DATA FOR THIS EXERCISE -
:::

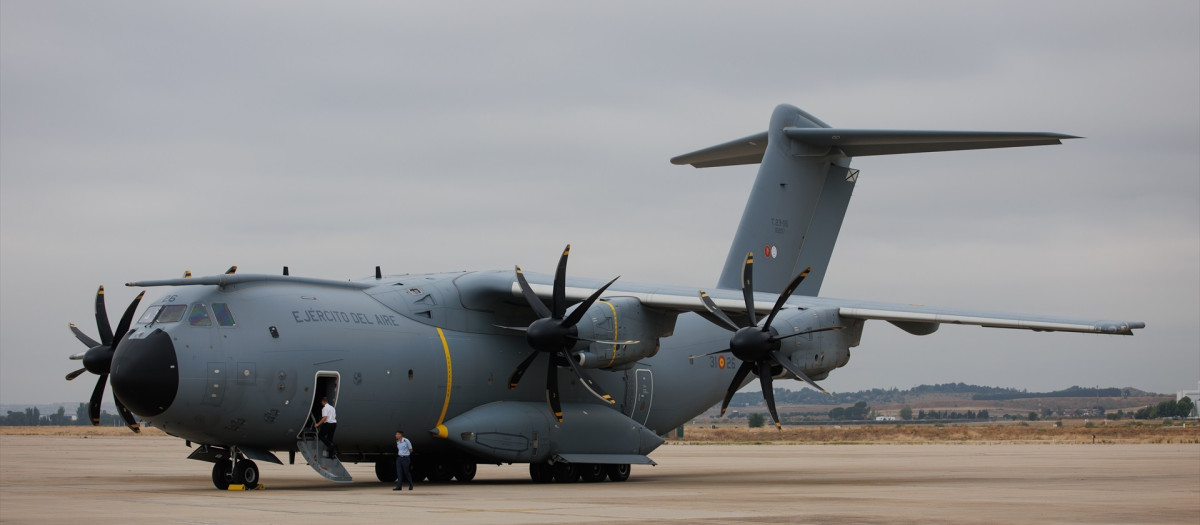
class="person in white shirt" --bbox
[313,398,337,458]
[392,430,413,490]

:::

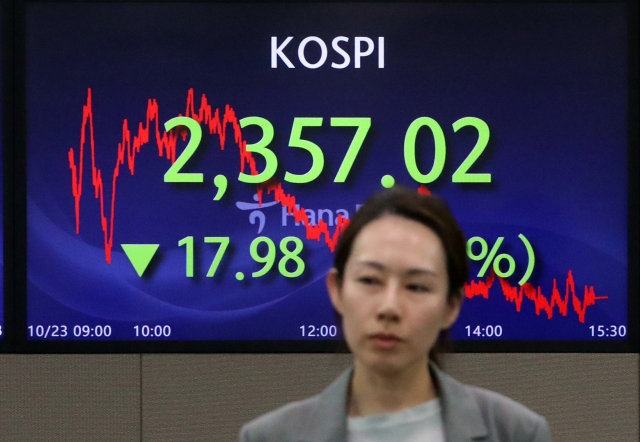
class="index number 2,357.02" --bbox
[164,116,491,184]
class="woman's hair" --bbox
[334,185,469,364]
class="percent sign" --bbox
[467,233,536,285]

:::

WORK TO DO - Return every line above that contains the string "class", treating uppercase and lowercase as different.

SOLUTION FOR THIS PROBLEM -
class="person in white shirt" --bbox
class="index number 2,357.02" --bbox
class="woman's hair" --bbox
class="percent sign" --bbox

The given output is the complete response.